### EXERCISE REQUIREMENTS
Convert the material below into a JSON list of strings. Give one string per line and leave out blank lines.

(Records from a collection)
--- BEGIN ---

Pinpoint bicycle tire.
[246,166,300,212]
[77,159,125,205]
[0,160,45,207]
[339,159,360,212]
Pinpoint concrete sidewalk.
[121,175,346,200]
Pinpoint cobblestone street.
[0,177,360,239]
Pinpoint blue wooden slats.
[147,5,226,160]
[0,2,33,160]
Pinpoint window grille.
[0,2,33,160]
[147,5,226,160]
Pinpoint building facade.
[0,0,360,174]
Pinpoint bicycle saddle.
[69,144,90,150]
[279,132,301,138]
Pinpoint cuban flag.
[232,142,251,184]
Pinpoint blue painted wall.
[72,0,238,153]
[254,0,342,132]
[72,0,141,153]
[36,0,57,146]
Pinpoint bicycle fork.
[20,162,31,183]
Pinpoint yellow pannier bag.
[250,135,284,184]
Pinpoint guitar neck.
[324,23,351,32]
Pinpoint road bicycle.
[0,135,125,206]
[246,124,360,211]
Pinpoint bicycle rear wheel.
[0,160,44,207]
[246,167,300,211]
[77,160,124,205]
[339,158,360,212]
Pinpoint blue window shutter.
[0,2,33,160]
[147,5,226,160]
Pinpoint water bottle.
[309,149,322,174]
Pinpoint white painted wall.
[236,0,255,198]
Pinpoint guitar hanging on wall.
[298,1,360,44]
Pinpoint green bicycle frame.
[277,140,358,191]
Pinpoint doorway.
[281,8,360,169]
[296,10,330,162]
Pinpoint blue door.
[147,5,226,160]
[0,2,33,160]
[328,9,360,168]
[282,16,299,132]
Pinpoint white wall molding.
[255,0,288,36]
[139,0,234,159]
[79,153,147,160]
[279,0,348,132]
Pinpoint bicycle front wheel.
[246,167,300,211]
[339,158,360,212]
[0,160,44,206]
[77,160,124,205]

--- END ---

### CORRECT RESULT
[
  "Pinpoint bicycle tire.",
  "[246,166,300,212]",
  "[77,159,125,205]",
  "[0,160,45,207]",
  "[339,159,360,212]",
  "Pinpoint concrete sidewalk.",
  "[121,175,346,200]",
  "Pinpoint cobblestone street.",
  "[0,177,360,239]",
  "Pinpoint blue wooden slats.",
  "[147,5,226,160]",
  "[0,2,33,160]",
  "Pinpoint window grille.",
  "[0,2,33,160]",
  "[147,5,226,160]",
  "Pinpoint building facade.",
  "[0,0,360,174]",
  "Pinpoint bicycle saddle.",
  "[69,144,90,150]",
  "[279,132,301,138]",
  "Pinpoint cuban flag.",
  "[232,142,251,184]",
  "Pinpoint blue painted wall.",
  "[72,0,238,153]",
  "[254,0,342,132]",
  "[72,0,141,153]",
  "[36,0,57,146]",
  "Pinpoint bicycle fork.",
  "[20,162,31,183]",
  "Pinpoint yellow pannier bag.",
  "[250,135,284,184]",
  "Pinpoint guitar neck.",
  "[324,23,351,32]",
  "Pinpoint road bicycle.",
  "[0,135,125,206]",
  "[246,124,360,211]",
  "Pinpoint bicycle rear wheel.",
  "[0,160,44,207]",
  "[246,167,300,211]",
  "[77,160,124,205]",
  "[339,158,360,212]",
  "Pinpoint blue window shutter.",
  "[0,2,33,160]",
  "[147,5,226,160]",
  "Pinpoint water bottle.",
  "[309,149,322,174]",
  "Pinpoint white painted wall.",
  "[236,0,255,198]",
  "Pinpoint guitar hanging on wall.",
  "[298,1,360,44]",
  "Pinpoint green bicycle frame.",
  "[277,140,358,191]",
  "Pinpoint doorway.",
  "[281,8,360,169]",
  "[296,10,330,162]",
  "Pinpoint blue door.",
  "[147,5,226,160]",
  "[0,2,33,160]",
  "[328,9,360,168]",
  "[282,16,299,132]",
  "Pinpoint white wall molding.",
  "[255,0,288,36]",
  "[139,0,234,159]",
  "[79,153,147,160]",
  "[279,0,348,132]",
  "Pinpoint bicycle front wheel.",
  "[246,167,300,211]",
  "[339,158,360,212]",
  "[0,160,44,206]",
  "[77,160,124,205]"
]